ASSIGNMENT
Copy every record exactly, and keep the pictures out.
_____
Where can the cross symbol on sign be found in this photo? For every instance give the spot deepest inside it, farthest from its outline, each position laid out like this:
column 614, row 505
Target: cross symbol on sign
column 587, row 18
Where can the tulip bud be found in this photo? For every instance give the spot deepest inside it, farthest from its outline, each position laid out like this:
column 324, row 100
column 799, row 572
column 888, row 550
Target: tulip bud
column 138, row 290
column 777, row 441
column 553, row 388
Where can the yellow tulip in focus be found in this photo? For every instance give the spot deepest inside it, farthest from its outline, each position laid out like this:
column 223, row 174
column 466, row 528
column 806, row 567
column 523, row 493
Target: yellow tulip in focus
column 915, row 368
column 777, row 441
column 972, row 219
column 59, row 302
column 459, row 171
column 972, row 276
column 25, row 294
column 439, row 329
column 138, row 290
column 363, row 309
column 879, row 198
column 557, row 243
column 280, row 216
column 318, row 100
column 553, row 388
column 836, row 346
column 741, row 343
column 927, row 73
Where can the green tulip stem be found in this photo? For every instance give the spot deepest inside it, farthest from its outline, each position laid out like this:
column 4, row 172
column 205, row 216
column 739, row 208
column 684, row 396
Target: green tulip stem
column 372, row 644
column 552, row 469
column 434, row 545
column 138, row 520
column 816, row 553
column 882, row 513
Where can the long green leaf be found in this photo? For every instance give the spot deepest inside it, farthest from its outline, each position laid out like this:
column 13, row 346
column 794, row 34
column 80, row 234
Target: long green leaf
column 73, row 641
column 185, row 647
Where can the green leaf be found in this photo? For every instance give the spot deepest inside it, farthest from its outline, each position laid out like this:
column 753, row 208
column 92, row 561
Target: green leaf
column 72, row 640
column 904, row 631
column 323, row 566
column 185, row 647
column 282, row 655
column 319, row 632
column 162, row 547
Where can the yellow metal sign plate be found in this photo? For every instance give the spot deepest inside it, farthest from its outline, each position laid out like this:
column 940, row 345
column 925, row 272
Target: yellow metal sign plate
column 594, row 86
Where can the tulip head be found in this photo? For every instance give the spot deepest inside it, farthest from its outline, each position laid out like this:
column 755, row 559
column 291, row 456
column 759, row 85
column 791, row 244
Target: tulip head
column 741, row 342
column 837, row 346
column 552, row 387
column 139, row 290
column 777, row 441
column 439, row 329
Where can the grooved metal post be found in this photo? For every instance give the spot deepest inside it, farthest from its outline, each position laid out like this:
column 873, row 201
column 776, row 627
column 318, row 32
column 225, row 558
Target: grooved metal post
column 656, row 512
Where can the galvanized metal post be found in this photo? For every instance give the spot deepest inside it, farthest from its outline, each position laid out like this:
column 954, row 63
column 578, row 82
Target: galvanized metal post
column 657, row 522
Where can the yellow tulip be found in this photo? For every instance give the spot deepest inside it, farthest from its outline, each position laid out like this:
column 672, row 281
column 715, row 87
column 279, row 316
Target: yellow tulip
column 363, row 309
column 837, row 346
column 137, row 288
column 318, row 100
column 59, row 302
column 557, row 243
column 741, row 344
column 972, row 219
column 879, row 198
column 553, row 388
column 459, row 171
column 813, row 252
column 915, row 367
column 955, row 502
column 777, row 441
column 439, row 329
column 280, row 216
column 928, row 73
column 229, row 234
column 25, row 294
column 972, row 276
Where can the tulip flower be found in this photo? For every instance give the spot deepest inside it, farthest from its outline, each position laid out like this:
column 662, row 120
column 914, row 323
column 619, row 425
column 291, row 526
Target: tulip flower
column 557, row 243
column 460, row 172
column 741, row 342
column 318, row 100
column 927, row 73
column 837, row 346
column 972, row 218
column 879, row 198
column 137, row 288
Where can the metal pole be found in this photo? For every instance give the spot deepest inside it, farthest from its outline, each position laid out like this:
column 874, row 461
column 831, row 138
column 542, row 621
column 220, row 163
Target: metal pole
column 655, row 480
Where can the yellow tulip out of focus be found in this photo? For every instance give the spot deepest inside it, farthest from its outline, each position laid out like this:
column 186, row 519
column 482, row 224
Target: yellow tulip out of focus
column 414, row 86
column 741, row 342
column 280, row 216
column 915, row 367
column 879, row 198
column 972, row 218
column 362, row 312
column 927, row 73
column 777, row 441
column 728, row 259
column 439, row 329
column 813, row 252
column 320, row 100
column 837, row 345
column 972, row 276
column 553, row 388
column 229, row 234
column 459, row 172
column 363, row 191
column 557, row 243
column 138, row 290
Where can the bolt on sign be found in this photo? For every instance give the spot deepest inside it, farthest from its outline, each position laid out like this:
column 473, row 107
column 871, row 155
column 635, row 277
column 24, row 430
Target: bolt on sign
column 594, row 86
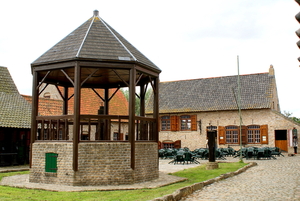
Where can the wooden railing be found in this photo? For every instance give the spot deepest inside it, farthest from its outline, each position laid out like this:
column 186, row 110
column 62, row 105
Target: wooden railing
column 94, row 128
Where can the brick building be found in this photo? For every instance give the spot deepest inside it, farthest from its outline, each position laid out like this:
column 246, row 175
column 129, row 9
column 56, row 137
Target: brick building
column 189, row 108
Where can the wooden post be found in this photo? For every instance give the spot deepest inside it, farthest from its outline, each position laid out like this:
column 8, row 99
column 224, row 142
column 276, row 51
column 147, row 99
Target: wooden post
column 131, row 125
column 66, row 96
column 34, row 112
column 106, row 112
column 156, row 108
column 143, row 124
column 76, row 125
_____
COMPLETED EXERCISE
Where can the cross symbol on sign be found in this photo? For every instance give the spot deepest inside it, farthest from its outline, each position laid out like this:
column 614, row 505
Target: cross symbol on sign
column 587, row 18
Where can the tulip bud be found in this photo? For every instance give the spot deepest inside it, farthest from its outline, each position laid out like this:
column 324, row 100
column 799, row 572
column 888, row 550
Target: tulip bud
column 138, row 290
column 777, row 441
column 553, row 388
Where can the yellow tulip in focus be found in this photo? For every instance give the spot deepest inside it, farthest from its outline, each position laid out like this:
column 223, row 174
column 466, row 528
column 806, row 567
column 523, row 493
Target: yellow tulip in focus
column 915, row 368
column 777, row 441
column 972, row 219
column 59, row 302
column 459, row 171
column 972, row 276
column 25, row 294
column 439, row 329
column 138, row 290
column 363, row 309
column 879, row 198
column 557, row 243
column 280, row 216
column 318, row 100
column 553, row 388
column 836, row 346
column 741, row 343
column 927, row 73
Where can the green tulip stem be found in this photo? For every instance give the spot deepest inside it, farthest from its outline, each position laid out like this:
column 4, row 172
column 205, row 216
column 739, row 208
column 684, row 396
Target: green tulip stem
column 372, row 644
column 552, row 469
column 434, row 545
column 138, row 520
column 816, row 553
column 882, row 513
Where can the long green leaf be found in this photo? For every instance give the spot deepest inside it, farthest from its outline, each position laid out like this:
column 13, row 346
column 794, row 34
column 80, row 234
Target: long green leaf
column 73, row 641
column 185, row 647
Where can the green leaf be found in this photo? For every instance give the spot deepest inside it, farthest from its outline, each position laid out like this:
column 753, row 208
column 92, row 561
Target: green leaf
column 72, row 640
column 904, row 631
column 323, row 566
column 185, row 647
column 282, row 655
column 319, row 632
column 162, row 547
Where can the yellow metal sign plate be found in this photo? For every instance give the spot deepest inside it, farthest from its outline, each position laid out like this:
column 940, row 345
column 925, row 272
Target: yellow metal sign plate
column 594, row 86
Where can the tulip head be found in this photo? For every instance give the spot deepest inside it, farthest from its outline, each position laid out like this:
column 755, row 559
column 291, row 456
column 759, row 85
column 791, row 244
Target: tulip head
column 741, row 342
column 837, row 346
column 552, row 387
column 139, row 290
column 777, row 441
column 439, row 329
Where can the grooved metal post be found in this photo? For every instance give the spot deepest inside it, farthest from its outline, each position laid out like this:
column 873, row 201
column 776, row 627
column 318, row 32
column 225, row 558
Target: grooved metal post
column 656, row 512
Where can the galvanized metal post be found in this photo? For every instance give the spot deepest inside it, farthest from its outline, each position laid out like this:
column 954, row 63
column 578, row 82
Target: galvanized metal post
column 657, row 522
Where can the yellow tulip be found in this photo? For every instance give the spot deepest inside it, farthest from its outline, each position laid out like this:
column 672, row 281
column 715, row 87
column 279, row 316
Target: yellow tulip
column 363, row 309
column 837, row 346
column 137, row 288
column 318, row 100
column 59, row 302
column 557, row 243
column 741, row 344
column 972, row 219
column 879, row 198
column 553, row 388
column 459, row 171
column 813, row 252
column 915, row 367
column 955, row 502
column 777, row 441
column 439, row 329
column 280, row 216
column 928, row 73
column 229, row 234
column 25, row 294
column 972, row 276
Where can the tulip flower be found in this photo? For every instance give the spot deepest inside it, farthest from its outline, each position laid out like this:
column 662, row 120
column 914, row 323
column 619, row 425
column 291, row 526
Target: tulip flower
column 557, row 243
column 460, row 172
column 741, row 342
column 318, row 100
column 927, row 73
column 837, row 346
column 972, row 218
column 879, row 198
column 137, row 288
Where can the metal pole be found in this photo? For every instance give the spot deepest inside it, farthest from its outline, each position laid out like this:
column 874, row 461
column 831, row 138
column 542, row 621
column 220, row 163
Target: metal pole
column 655, row 480
Where can the yellow tulip out of focus be found in this photo? For every instance give the spot deepest inside it, farthest from its outline, each position laid out like this:
column 186, row 519
column 482, row 224
Target: yellow tulip out of focus
column 414, row 86
column 741, row 342
column 280, row 216
column 915, row 367
column 879, row 198
column 972, row 218
column 362, row 312
column 927, row 73
column 777, row 441
column 728, row 259
column 439, row 329
column 813, row 252
column 320, row 100
column 837, row 345
column 972, row 276
column 553, row 388
column 229, row 234
column 459, row 172
column 363, row 191
column 557, row 243
column 138, row 290
Where can the bolt on sign be found in this photo? For every instance give the spot deepest inside it, farthest from its outline, each position laid out like this:
column 473, row 107
column 871, row 155
column 635, row 277
column 24, row 430
Target: bolt on sign
column 594, row 86
Where can the wooden railing be found in this photo? For every instance give the spot deepest inside it, farthest from its outline, each position laid out like this:
column 186, row 110
column 62, row 105
Target: wooden railing
column 94, row 128
Where can the brick building be found in this photo? For every instance give the spot deepest inside it, farthest from its outline, each position laid out like this:
column 246, row 175
column 129, row 9
column 56, row 137
Target: brick building
column 189, row 108
Where can the wooden post be found in this photo? For every instance give the spot deepest inside it, farthest from its outline, each position laid out like this:
column 8, row 99
column 224, row 142
column 276, row 51
column 147, row 99
Target: wooden post
column 131, row 125
column 66, row 96
column 34, row 112
column 106, row 112
column 156, row 108
column 143, row 124
column 76, row 125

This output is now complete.